--- start of Text extract ---

There’s always a danger in anticipating a game too much. It was more than possible - after all - that the lengthy break might have dulled Atalanta and Lazio’s ability to entertain. In the end, though, we need not have worried.
From the first whistle to the last, Serie A’s most sparkling sides stood toe-to-toe in a no-holds-barred encounter. The visitors looked like blowing their hosts away in a blistering opening half hour or so of beautiful football. But the boys from Bergamo never know when they’re beaten and showed amazing reserves of energy and character to come back and turn the game around. It was hard not to think, when it was all over, of some smiling going on in Turin. Tra due litiganti, il terzo gode - they say in Italy - when two dispute, the third enjoys.
The neutrals will have savoured this one, though, along with Juventini. Not every match since football’s return has made us all that glad to see it. This one, however, was like an old friend welcomed with open arms. Well, you would, if that were allowed.

--- end of Text extract ---
--- start of Extracted data ---

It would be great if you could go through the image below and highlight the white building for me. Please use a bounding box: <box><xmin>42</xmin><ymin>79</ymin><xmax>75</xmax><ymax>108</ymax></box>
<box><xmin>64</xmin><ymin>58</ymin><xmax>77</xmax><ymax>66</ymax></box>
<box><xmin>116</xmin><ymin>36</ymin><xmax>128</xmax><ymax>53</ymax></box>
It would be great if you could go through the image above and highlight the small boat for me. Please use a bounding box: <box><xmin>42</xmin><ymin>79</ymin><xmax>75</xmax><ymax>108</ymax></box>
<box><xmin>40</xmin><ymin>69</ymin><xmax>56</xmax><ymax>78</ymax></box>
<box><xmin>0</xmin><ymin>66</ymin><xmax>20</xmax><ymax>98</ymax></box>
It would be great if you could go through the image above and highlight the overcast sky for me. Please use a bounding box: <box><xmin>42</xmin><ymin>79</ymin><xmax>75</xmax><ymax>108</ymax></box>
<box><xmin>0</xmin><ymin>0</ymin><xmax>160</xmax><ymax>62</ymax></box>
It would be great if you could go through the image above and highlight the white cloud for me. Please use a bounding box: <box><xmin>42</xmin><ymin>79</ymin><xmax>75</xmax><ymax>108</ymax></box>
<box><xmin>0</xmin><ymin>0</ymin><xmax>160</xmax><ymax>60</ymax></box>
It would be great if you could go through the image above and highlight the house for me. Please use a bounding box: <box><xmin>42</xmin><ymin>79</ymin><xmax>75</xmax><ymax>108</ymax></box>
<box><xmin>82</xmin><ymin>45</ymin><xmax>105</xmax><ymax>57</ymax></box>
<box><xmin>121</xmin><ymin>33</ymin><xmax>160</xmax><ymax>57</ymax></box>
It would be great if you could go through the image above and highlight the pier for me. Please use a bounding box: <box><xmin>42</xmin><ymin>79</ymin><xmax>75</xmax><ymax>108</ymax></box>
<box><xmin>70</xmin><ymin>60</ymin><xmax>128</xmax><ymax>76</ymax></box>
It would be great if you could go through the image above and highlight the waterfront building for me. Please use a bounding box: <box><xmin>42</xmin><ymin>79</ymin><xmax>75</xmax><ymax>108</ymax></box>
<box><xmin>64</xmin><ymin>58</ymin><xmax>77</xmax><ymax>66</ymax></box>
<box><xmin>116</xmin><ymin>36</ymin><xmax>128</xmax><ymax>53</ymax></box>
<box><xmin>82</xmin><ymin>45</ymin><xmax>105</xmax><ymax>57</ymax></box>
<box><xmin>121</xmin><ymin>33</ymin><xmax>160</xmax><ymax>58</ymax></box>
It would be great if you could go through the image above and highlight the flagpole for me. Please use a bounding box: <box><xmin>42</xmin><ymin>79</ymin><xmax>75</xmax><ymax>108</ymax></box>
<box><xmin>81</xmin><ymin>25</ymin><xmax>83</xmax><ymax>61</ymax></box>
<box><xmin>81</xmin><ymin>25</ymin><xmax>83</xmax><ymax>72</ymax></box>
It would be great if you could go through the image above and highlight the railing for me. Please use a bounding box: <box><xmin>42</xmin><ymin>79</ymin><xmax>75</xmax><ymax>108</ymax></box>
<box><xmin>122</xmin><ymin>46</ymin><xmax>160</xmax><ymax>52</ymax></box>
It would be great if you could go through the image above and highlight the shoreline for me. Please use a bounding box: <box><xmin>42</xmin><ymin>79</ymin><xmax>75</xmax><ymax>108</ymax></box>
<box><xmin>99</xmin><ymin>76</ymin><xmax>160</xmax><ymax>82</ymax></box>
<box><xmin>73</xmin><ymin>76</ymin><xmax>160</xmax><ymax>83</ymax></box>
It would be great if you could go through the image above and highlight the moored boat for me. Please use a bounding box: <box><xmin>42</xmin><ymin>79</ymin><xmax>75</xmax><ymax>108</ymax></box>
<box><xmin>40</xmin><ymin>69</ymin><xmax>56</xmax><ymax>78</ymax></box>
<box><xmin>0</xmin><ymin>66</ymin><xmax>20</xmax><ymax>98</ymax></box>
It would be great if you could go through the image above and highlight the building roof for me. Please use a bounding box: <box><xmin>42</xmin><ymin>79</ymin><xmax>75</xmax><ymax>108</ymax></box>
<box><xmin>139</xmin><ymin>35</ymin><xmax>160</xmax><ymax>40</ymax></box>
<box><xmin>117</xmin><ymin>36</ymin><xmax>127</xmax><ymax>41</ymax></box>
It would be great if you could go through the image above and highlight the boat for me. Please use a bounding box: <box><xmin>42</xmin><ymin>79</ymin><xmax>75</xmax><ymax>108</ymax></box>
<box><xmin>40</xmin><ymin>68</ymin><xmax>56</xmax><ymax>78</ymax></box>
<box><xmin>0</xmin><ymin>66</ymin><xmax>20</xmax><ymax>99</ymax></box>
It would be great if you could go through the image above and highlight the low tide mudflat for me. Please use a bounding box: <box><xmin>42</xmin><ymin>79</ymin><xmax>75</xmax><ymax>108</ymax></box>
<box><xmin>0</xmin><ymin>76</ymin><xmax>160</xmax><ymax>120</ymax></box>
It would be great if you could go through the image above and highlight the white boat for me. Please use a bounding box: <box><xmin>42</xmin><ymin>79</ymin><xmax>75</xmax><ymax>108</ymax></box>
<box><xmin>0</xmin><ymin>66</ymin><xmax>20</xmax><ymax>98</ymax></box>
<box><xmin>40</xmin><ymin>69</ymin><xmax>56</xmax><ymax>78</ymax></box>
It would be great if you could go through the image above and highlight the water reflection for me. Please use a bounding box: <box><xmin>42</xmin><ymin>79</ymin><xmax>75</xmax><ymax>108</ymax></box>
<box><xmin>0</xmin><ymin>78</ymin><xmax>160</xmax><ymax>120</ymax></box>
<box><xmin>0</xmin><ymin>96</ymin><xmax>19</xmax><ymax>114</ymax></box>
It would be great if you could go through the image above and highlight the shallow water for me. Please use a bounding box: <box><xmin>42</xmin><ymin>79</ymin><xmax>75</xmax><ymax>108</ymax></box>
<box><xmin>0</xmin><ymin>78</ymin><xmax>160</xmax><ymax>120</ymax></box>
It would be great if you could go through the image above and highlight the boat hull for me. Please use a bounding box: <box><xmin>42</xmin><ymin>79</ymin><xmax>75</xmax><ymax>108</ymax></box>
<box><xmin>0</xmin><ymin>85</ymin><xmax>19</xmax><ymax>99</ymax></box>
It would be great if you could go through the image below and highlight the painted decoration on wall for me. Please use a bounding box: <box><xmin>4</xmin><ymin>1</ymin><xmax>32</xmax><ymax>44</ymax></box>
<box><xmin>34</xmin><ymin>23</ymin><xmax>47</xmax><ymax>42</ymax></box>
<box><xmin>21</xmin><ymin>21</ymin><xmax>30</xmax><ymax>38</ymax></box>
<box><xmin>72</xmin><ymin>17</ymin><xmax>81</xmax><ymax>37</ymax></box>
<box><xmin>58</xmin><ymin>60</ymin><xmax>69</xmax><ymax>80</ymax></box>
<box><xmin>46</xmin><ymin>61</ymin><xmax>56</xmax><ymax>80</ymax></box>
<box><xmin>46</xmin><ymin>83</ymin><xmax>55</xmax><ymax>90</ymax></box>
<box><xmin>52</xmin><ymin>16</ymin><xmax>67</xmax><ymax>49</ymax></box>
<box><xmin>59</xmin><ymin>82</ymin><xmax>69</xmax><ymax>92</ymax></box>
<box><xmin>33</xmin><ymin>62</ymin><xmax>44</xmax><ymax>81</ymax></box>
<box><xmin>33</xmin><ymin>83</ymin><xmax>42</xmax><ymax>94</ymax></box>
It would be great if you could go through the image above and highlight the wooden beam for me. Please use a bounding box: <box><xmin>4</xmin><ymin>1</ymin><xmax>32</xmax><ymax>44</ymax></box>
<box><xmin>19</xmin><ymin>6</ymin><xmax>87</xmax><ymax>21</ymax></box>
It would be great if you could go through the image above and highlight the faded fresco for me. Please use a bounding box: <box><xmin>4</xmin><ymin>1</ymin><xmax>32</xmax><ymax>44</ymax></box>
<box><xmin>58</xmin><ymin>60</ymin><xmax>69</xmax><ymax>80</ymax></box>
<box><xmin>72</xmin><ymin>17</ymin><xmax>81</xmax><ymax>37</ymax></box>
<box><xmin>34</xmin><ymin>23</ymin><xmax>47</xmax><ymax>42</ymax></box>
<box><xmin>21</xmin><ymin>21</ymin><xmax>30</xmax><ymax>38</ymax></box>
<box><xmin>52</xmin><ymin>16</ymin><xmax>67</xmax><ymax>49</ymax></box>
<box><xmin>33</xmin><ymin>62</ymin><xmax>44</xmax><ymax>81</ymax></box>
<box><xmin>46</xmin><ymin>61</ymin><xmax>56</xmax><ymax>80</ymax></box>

--- end of Extracted data ---

§ Set problem 1: Pick out every line of the listing that contains the string "building", matching case exactly, and copy each one.
§ Set problem 2: Extend the Atalanta–Lazio match report, picking up right after its final sentence.
The text and the listing have no connection to each other.

§ Expected answer 1:
It would be great if you could go through the image below and highlight the white building for me. Please use a bounding box: <box><xmin>42</xmin><ymin>79</ymin><xmax>75</xmax><ymax>108</ymax></box>
It would be great if you could go through the image above and highlight the waterfront building for me. Please use a bounding box: <box><xmin>42</xmin><ymin>79</ymin><xmax>75</xmax><ymax>108</ymax></box>
It would be great if you could go through the image above and highlight the building roof for me. Please use a bounding box: <box><xmin>42</xmin><ymin>79</ymin><xmax>75</xmax><ymax>108</ymax></box>

§ Expected answer 2:
From a Biancocelesti standpoint it felt like a grievous, but not necessarily fatal, blow to their title aspirations. This was one of the toughest away trips in Italian football and they simply seemed to run out of steam. If they can produce over 90 minutes what they did in a breathtaking first 30, they could still have a Scudetto tilt in them. It is worth remembering that this was their first game after the lengthy standstill, they will surely gather match-sharpness in future encounters. They need to do it quickly, mind you.
But what a team they looked in those opening exchanges. Nearly every time they broke, Simone Inzaghi’s side created a chance and they did it in a range of fashions. They could go wide, they could go long or they could pass intricately through the middle. And then they had Sergej Milinkovic-Savic, a giant with the footballing grace of a ballerina. If you’ve not signed up to his fanclub yet, I don’t want to talk to you about Calcio.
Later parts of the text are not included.